EXERCISE MATERIALS START

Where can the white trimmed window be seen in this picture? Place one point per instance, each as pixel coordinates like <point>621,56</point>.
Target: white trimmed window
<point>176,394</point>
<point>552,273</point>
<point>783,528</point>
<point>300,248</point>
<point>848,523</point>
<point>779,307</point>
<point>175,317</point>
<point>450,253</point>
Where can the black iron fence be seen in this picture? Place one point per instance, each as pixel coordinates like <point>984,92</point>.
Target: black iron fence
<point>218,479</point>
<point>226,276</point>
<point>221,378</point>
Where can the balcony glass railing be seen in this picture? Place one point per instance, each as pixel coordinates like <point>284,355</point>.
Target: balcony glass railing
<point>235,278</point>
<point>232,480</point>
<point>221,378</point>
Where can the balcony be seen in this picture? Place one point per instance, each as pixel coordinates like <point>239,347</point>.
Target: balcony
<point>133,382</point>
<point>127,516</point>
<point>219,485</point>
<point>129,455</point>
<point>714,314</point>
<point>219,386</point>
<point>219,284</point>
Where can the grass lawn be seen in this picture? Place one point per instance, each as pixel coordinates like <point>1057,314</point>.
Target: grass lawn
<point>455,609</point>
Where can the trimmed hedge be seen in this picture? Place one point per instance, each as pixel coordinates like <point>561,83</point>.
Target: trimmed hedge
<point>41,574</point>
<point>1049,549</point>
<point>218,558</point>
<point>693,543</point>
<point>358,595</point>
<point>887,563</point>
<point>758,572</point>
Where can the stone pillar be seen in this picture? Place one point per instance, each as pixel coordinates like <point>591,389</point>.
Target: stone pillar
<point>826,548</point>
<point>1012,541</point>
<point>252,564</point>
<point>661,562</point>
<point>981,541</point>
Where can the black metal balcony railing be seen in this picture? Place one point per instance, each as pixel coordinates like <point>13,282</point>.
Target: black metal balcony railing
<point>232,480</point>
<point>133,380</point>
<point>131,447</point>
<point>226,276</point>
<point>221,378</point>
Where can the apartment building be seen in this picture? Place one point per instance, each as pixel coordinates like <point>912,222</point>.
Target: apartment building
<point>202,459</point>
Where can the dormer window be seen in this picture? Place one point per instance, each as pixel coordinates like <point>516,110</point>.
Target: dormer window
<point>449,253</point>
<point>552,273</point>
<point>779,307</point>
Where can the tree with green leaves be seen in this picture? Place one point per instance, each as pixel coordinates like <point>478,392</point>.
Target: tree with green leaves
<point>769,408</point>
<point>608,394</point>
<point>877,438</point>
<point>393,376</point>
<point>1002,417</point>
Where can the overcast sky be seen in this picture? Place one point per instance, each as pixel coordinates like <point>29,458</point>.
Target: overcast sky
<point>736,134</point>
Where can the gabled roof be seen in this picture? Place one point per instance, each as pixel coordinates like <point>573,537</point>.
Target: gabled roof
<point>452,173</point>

EXERCISE MATERIALS END

▶ **WHAT YOU SHOULD DO**:
Every line from the start of the material above through the line that contains "Where can the grass" must be written out exactly, with both ends included.

▶ **SOLUTION**:
Where can the white trimmed window be seen in this picture? Place one point per instance, each as pixel coordinates like <point>621,56</point>.
Target: white trimmed window
<point>176,394</point>
<point>552,273</point>
<point>783,528</point>
<point>300,248</point>
<point>848,523</point>
<point>779,307</point>
<point>175,317</point>
<point>450,253</point>
Where can the black iron fence be seen in this picture? Place one point per instance, each as pixel coordinates like <point>984,92</point>.
Target: black iron fence
<point>218,479</point>
<point>226,276</point>
<point>221,378</point>
Where can the balcony glass railing be seen in this picture? Place one point per instance, each as pixel coordinates like <point>284,355</point>.
Target: balcony glass railing
<point>235,278</point>
<point>232,480</point>
<point>221,378</point>
Where can the balcony be seen in this picture? Place one point per instance, each as pixel coordinates like <point>239,347</point>.
Target: balcony
<point>133,382</point>
<point>127,516</point>
<point>219,485</point>
<point>129,455</point>
<point>714,314</point>
<point>219,386</point>
<point>219,284</point>
Where can the grass lawn be seen in this picture? Place one point per instance, each as pixel coordinates like <point>1057,314</point>.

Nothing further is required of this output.